* START Provided information *

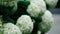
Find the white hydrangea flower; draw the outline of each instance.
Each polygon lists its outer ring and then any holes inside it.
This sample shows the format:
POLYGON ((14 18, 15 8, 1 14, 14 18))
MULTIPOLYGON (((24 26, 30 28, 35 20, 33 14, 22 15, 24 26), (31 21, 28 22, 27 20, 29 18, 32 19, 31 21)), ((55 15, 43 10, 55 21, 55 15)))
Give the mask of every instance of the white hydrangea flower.
POLYGON ((5 13, 13 15, 17 10, 17 1, 16 0, 0 0, 0 5, 4 6, 5 13), (8 8, 9 7, 9 8, 8 8))
POLYGON ((19 17, 16 25, 20 28, 23 34, 30 34, 33 30, 33 22, 28 15, 19 17))
POLYGON ((4 34, 22 34, 22 32, 19 30, 19 28, 12 24, 12 23, 6 23, 3 25, 4 27, 4 34))
POLYGON ((46 11, 46 4, 43 0, 31 0, 27 12, 32 17, 39 17, 46 11))
POLYGON ((54 8, 57 5, 58 0, 45 0, 45 2, 50 8, 54 8))
POLYGON ((53 17, 50 11, 46 11, 42 16, 42 22, 39 23, 38 28, 41 32, 45 33, 50 30, 53 24, 53 17))

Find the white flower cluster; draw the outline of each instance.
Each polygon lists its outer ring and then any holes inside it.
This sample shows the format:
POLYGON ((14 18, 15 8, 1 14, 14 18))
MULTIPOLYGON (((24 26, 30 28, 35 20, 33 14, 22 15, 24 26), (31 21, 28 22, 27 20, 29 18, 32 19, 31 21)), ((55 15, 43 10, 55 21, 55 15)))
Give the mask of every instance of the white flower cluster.
POLYGON ((58 0, 0 0, 0 34, 45 34, 53 24, 52 13, 58 0), (26 13, 25 13, 26 12, 26 13), (6 22, 7 21, 7 22, 6 22), (10 22, 13 21, 14 23, 10 22))
POLYGON ((29 34, 33 30, 33 22, 28 15, 19 17, 16 25, 20 28, 23 34, 29 34))
POLYGON ((46 4, 43 0, 31 0, 27 12, 32 17, 39 17, 46 11, 46 4))
POLYGON ((57 5, 58 0, 45 0, 45 2, 50 8, 54 8, 57 5))
POLYGON ((19 28, 12 24, 12 23, 6 23, 3 25, 3 34, 22 34, 22 32, 19 30, 19 28))

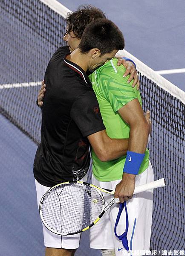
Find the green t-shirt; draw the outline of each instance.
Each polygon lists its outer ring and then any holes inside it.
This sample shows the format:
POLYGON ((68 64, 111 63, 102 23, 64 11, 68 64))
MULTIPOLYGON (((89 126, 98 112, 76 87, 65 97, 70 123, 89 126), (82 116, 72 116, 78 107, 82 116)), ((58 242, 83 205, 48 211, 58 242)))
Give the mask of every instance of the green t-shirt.
MULTIPOLYGON (((125 68, 117 66, 118 60, 114 58, 100 67, 89 78, 100 106, 104 123, 107 135, 112 138, 129 137, 129 125, 119 116, 118 111, 134 99, 138 99, 141 105, 142 99, 139 90, 132 87, 133 81, 127 83, 129 76, 123 77, 125 68)), ((92 150, 92 172, 95 177, 101 181, 110 181, 121 179, 126 156, 117 159, 102 162, 92 150)), ((149 152, 145 155, 139 169, 141 173, 147 168, 149 152)))

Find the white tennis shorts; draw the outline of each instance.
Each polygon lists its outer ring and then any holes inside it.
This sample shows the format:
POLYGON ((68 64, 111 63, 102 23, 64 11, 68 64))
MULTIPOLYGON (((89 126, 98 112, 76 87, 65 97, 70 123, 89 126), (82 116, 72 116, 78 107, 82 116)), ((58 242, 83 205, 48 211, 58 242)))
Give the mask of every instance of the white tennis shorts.
MULTIPOLYGON (((151 163, 142 173, 136 177, 136 186, 143 185, 154 180, 151 163)), ((105 189, 115 189, 120 180, 111 182, 97 180, 92 175, 92 183, 105 189)), ((112 196, 104 194, 105 204, 109 203, 112 196)), ((133 251, 132 255, 143 255, 139 251, 150 250, 152 225, 153 192, 152 190, 134 195, 127 202, 129 228, 127 233, 128 246, 133 251), (135 251, 135 252, 134 251, 135 251)), ((90 247, 94 249, 113 249, 116 255, 130 255, 123 247, 122 241, 114 234, 114 226, 119 210, 119 204, 115 204, 105 213, 100 221, 90 229, 90 247)), ((120 235, 125 231, 125 212, 123 209, 116 231, 120 235)))
MULTIPOLYGON (((86 181, 87 176, 87 174, 81 180, 86 181)), ((41 198, 50 188, 41 185, 36 180, 35 180, 37 203, 38 208, 39 209, 39 204, 41 198)), ((42 224, 43 228, 44 245, 46 247, 69 249, 77 249, 79 247, 81 233, 71 236, 60 236, 54 234, 49 231, 42 223, 42 224)))

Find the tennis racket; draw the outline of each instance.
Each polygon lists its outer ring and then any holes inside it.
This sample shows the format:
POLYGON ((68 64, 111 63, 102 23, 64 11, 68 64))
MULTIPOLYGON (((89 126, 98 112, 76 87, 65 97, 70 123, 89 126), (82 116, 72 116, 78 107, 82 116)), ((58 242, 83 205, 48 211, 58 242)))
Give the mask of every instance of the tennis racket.
MULTIPOLYGON (((164 178, 136 186, 133 194, 166 186, 164 178)), ((91 227, 119 198, 113 198, 105 207, 102 192, 105 189, 82 181, 64 182, 47 191, 40 203, 40 218, 46 227, 55 234, 67 236, 91 227), (116 200, 117 199, 117 200, 116 200)))

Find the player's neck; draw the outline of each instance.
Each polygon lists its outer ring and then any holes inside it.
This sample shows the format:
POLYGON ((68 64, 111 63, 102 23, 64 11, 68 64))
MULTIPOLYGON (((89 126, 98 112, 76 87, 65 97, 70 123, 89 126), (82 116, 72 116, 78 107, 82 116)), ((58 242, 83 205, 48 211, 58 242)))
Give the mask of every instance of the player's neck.
POLYGON ((73 51, 71 54, 66 57, 66 59, 75 63, 85 72, 87 70, 88 66, 88 59, 87 55, 82 54, 78 48, 73 51))

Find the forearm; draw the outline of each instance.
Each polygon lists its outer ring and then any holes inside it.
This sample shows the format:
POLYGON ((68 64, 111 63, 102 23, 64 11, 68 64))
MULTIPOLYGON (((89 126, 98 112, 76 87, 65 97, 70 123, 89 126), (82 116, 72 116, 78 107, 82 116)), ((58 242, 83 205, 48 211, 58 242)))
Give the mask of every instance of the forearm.
POLYGON ((127 154, 129 145, 128 139, 109 139, 103 145, 104 161, 116 159, 127 154))
POLYGON ((128 150, 144 154, 148 141, 148 133, 149 125, 147 122, 130 126, 128 150))

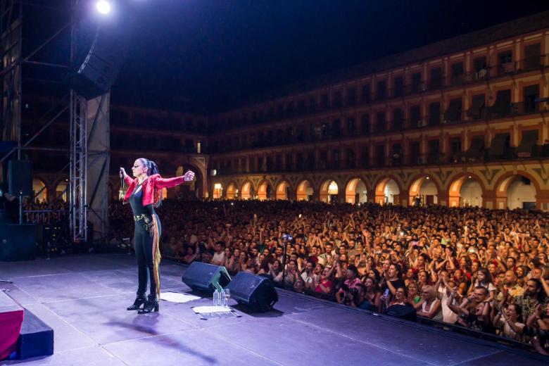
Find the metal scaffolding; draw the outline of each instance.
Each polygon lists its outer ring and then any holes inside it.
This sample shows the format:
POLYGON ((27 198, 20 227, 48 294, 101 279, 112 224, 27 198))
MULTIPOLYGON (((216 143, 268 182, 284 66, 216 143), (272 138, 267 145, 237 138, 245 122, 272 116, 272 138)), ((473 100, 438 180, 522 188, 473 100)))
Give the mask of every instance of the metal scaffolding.
MULTIPOLYGON (((89 221, 96 232, 94 237, 105 242, 108 230, 108 188, 109 168, 109 108, 110 92, 95 99, 86 100, 75 91, 70 91, 68 107, 58 113, 40 131, 28 141, 21 144, 21 66, 23 63, 66 68, 56 65, 30 60, 51 41, 70 27, 70 64, 79 61, 82 51, 78 49, 80 22, 84 0, 70 1, 70 21, 44 41, 28 56, 22 56, 23 6, 47 7, 54 11, 65 11, 50 6, 24 3, 21 0, 2 0, 0 1, 0 52, 1 52, 2 100, 0 134, 3 141, 17 141, 17 146, 5 154, 0 163, 12 156, 17 151, 18 158, 23 149, 52 150, 47 148, 33 148, 28 145, 38 135, 59 118, 67 108, 70 111, 70 162, 59 174, 69 167, 69 208, 71 240, 75 244, 91 241, 89 237, 89 221), (90 192, 91 194, 88 194, 90 192), (99 234, 99 235, 97 235, 99 234)), ((91 243, 89 243, 91 244, 91 243)))
POLYGON ((70 232, 72 241, 87 242, 87 101, 70 91, 70 232))

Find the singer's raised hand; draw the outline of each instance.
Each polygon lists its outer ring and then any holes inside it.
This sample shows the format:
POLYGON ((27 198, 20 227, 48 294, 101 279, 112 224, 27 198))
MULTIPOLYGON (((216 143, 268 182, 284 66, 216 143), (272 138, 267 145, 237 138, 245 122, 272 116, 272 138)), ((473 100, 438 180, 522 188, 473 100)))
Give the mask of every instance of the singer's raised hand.
POLYGON ((194 180, 194 172, 191 172, 191 170, 189 170, 183 176, 183 179, 184 179, 185 182, 192 182, 193 180, 194 180))

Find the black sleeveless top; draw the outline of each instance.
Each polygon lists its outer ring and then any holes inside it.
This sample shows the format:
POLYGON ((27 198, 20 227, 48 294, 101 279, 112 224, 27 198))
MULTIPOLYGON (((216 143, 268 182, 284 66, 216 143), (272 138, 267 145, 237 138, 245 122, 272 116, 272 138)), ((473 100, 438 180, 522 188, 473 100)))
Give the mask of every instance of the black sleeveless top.
POLYGON ((143 189, 141 189, 141 184, 137 184, 134 189, 134 191, 130 196, 130 206, 132 206, 132 211, 134 216, 139 215, 154 215, 154 208, 153 204, 150 203, 146 206, 143 206, 143 189), (139 191, 137 191, 139 189, 139 191))

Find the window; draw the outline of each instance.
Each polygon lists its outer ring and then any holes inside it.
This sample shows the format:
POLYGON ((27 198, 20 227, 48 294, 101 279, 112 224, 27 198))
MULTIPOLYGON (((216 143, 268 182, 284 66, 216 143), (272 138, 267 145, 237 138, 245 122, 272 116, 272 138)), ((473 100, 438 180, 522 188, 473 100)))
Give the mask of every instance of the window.
POLYGON ((339 150, 334 150, 333 155, 334 160, 332 161, 332 169, 339 169, 341 163, 341 156, 339 155, 339 150))
POLYGON ((368 162, 370 160, 370 148, 368 146, 362 146, 360 149, 360 163, 362 168, 368 167, 368 162))
POLYGON ((422 119, 422 110, 419 106, 412 106, 410 108, 410 124, 412 127, 419 125, 422 119))
POLYGON ((393 110, 393 130, 402 130, 403 115, 402 109, 398 108, 393 110))
POLYGON ((362 116, 360 125, 362 127, 362 134, 368 134, 370 133, 370 115, 364 114, 362 116))
POLYGON ((382 167, 385 165, 385 146, 377 145, 375 151, 376 166, 382 167))
POLYGON ((328 160, 328 153, 325 150, 320 151, 320 159, 318 162, 319 169, 326 169, 327 161, 328 160))
POLYGON ((370 84, 365 84, 362 85, 362 101, 370 102, 370 84))
POLYGON ((393 96, 402 96, 404 94, 404 79, 402 76, 395 77, 393 96))
POLYGON ((352 117, 347 118, 347 134, 355 134, 355 119, 352 117))
POLYGON ((463 63, 458 62, 452 64, 452 83, 460 82, 463 77, 463 63))
POLYGON ((429 105, 429 125, 436 126, 441 122, 441 103, 436 101, 429 105))
POLYGON ((329 99, 328 98, 328 94, 324 93, 322 94, 322 96, 320 97, 320 106, 322 106, 323 108, 328 108, 328 106, 329 104, 329 99))
POLYGON ((339 108, 343 104, 343 100, 341 98, 341 91, 337 90, 334 93, 334 106, 339 108))
POLYGON ((479 120, 484 115, 486 109, 486 97, 484 94, 473 96, 471 108, 467 111, 467 115, 474 120, 479 120))
POLYGON ((376 132, 385 131, 385 111, 380 111, 376 113, 376 132))
POLYGON ((442 87, 442 69, 436 68, 431 69, 431 89, 438 89, 442 87))
POLYGON ((377 100, 380 101, 387 97, 387 83, 385 80, 377 82, 377 100))
POLYGON ((498 72, 500 75, 507 74, 515 71, 513 53, 512 51, 506 51, 498 53, 498 72))
POLYGON ((538 103, 536 99, 539 98, 539 85, 530 85, 523 90, 524 99, 524 113, 530 113, 538 111, 538 103))
POLYGON ((315 169, 315 152, 309 151, 307 155, 307 165, 309 170, 313 170, 315 169))
POLYGON ((462 100, 461 98, 450 99, 448 109, 444 111, 444 122, 453 123, 461 121, 462 100))
POLYGON ((542 67, 541 44, 536 43, 524 47, 524 71, 531 71, 542 67))
POLYGON ((356 104, 356 89, 351 87, 347 89, 347 105, 354 106, 356 104))
POLYGON ((355 168, 355 150, 353 149, 348 149, 346 151, 347 154, 347 167, 348 168, 355 168))
POLYGON ((334 120, 332 122, 332 135, 334 137, 339 137, 341 135, 341 121, 334 120))
POLYGON ((450 152, 453 155, 461 153, 461 137, 452 137, 450 139, 450 152))
POLYGON ((309 111, 314 111, 317 108, 317 97, 310 96, 309 98, 309 111))
POLYGON ((417 93, 422 89, 422 73, 415 72, 412 74, 412 92, 417 93))
POLYGON ((305 164, 303 163, 303 153, 298 153, 296 154, 296 165, 297 166, 298 170, 303 170, 305 168, 305 164))
POLYGON ((473 60, 473 66, 475 72, 486 70, 486 58, 485 56, 476 58, 473 60))
POLYGON ((440 140, 434 139, 429 141, 429 163, 435 164, 438 162, 438 158, 441 153, 440 140))

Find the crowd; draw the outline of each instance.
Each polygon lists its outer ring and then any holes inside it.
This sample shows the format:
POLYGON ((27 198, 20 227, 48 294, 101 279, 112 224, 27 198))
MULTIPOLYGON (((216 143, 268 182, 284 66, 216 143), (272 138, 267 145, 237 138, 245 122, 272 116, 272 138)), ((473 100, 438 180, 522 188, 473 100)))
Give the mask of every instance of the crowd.
MULTIPOLYGON (((547 354, 549 214, 441 206, 166 201, 162 253, 349 306, 531 342, 547 354)), ((131 210, 111 205, 114 242, 131 210)))

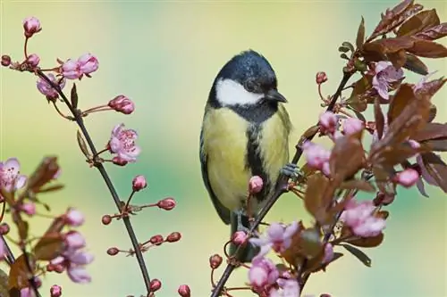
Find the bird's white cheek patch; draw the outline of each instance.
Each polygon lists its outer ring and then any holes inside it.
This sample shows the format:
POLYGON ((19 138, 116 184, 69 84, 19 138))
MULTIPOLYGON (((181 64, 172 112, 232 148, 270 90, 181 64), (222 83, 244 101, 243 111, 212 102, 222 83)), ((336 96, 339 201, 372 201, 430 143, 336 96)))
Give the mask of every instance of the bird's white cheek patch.
POLYGON ((232 79, 220 79, 215 86, 216 98, 222 105, 255 104, 264 94, 247 91, 240 83, 232 79))

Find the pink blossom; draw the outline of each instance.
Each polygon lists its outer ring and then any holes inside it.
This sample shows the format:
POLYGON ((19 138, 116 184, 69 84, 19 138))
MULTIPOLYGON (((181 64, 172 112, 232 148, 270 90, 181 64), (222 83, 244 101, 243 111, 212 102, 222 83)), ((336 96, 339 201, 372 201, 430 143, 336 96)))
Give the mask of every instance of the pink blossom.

* END Provided information *

→ Exercise directions
Reproduce everything from the start of the lines above down to the line containing "POLYGON ((4 34, 22", with both ends included. Leave the pictures out of the answer.

→ Complete output
Find the white hydrangea flower; draw the outline of each instance.
Each polygon lists its outer ring and then any holes inside it.
This sample shows the format:
POLYGON ((14 18, 15 8, 1 14, 14 18))
MULTIPOLYGON (((24 26, 30 28, 35 20, 33 14, 22 15, 24 26), (31 21, 28 22, 27 20, 29 18, 32 19, 31 21)), ((55 15, 43 10, 55 21, 55 15)))
Give the mask of every instance of the white hydrangea flower.
POLYGON ((5 13, 13 15, 17 10, 17 1, 16 0, 0 0, 0 5, 4 6, 5 13), (8 8, 9 7, 9 8, 8 8))
POLYGON ((19 17, 16 25, 20 28, 23 34, 30 34, 33 30, 33 22, 28 15, 19 17))
POLYGON ((4 34, 22 34, 22 32, 19 30, 19 28, 12 24, 12 23, 6 23, 3 25, 4 27, 4 34))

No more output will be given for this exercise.